Reading passage
-- Begin --
I’m part of the post war generation who were too young for national service and are now too old to fight, who never had to worry about finding work, who bought our houses on mortgages which shrank during the inflationary Seventies, a son of parents whose lives were shaped by all of those things, not least the war, which kept them apart for six years. We’ve been truly lucky, and I feel sorry for those who now face different times.
My father was anxious that I should not waste time, so I started at Glasgow University at the age of sixteen. It was October 1964, the month that Harold Wilson ended the “thirteen wasted years” of Tory rule, although in truth the difference between Tory and Labour throughout the fifties had been largely in rhetoric than in substance, as the UK was recovering and crippled by post war debt to the US.
The mid Sixties were a time of massive university expansion, accompanied by the introduction of new courses and new teachers. In Scottish law faculties the main change in student life for most was the transition from a morning lecture followed by a hard day’s work in an office, to full time student life, the old BL degree becoming the new LLB. The course formerly taken by wealthier students, five years full time study leading to the joint MA LLB, largely died out. The change wasn’t just in letters. The older part-time professors were steadily phased out, to be replaced by academics who encouraged students to think more widely than just about careers, men such as Alexander Elder Anton, a renowned international lawyer, who had a sideline in drafting international conventions.
-- End --
(Coordinate annotation entries)
-- Begin --
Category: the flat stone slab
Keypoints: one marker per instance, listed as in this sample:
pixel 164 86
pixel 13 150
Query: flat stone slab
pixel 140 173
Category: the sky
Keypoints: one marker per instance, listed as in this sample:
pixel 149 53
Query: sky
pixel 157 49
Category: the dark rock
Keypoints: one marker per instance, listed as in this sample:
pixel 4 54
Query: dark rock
-- End --
What is being asked
Set down the memoir passage word for word from "My father was" up to and including "debt to the US.". These records are separate from the memoir passage.

Task solution
My father was anxious that I should not waste time, so I started at Glasgow University at the age of sixteen. It was October 1964, the month that Harold Wilson ended the “thirteen wasted years” of Tory rule, although in truth the difference between Tory and Labour throughout the fifties had been largely in rhetoric than in substance, as the UK was recovering and crippled by post war debt to the US.